**ITEMS:**

□ □ □ □ □ □ □

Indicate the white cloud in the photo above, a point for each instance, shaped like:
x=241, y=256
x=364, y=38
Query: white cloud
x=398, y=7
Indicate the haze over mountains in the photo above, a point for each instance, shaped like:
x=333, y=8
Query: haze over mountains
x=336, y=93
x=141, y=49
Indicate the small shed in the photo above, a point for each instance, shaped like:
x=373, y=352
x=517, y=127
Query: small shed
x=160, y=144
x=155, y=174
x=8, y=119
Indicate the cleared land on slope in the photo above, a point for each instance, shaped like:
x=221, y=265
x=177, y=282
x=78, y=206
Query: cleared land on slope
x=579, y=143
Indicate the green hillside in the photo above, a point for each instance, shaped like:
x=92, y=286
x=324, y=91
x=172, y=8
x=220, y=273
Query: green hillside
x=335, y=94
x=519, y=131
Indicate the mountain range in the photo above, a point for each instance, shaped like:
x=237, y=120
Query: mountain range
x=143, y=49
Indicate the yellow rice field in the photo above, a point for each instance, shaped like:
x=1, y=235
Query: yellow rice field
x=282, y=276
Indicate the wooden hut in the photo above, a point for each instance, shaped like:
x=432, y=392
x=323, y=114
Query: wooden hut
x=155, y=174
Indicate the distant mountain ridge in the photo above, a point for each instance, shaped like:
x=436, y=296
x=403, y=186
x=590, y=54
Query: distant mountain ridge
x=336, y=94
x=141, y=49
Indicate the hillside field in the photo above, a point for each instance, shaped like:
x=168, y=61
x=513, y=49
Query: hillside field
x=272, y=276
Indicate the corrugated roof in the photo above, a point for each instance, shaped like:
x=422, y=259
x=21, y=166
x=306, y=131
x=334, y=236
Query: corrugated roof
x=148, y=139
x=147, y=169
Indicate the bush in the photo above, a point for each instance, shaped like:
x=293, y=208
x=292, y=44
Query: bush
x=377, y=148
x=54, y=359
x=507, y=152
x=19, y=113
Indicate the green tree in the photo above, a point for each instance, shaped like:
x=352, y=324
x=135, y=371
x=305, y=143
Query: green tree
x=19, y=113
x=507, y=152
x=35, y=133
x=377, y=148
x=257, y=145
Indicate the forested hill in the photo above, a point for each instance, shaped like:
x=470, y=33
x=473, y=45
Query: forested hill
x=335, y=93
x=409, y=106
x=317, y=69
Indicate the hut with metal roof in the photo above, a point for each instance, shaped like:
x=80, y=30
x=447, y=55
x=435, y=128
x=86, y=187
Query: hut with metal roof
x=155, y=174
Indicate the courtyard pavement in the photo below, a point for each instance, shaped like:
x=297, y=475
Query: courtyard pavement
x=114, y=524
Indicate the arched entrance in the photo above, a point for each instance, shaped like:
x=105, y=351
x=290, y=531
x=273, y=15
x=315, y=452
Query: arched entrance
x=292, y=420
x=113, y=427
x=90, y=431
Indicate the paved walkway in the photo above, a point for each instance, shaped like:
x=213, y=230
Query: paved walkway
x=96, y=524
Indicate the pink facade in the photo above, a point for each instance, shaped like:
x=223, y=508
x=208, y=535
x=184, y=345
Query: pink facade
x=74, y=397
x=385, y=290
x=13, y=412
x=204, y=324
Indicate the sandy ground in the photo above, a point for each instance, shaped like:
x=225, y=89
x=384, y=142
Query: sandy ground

□ □ □ □ □ □ □

Write out the lines above exactly, from the line containing "Indicate the pink" through the last line of the items, including both.

Indicate the pink facade in the photo above, a point for each instance, shaped like:
x=223, y=508
x=208, y=535
x=184, y=345
Query: pink facade
x=74, y=397
x=385, y=290
x=13, y=412
x=204, y=324
Indicate the sandy ground in the photo above, a point for each instance, shaped like:
x=225, y=89
x=384, y=142
Query: sandy ground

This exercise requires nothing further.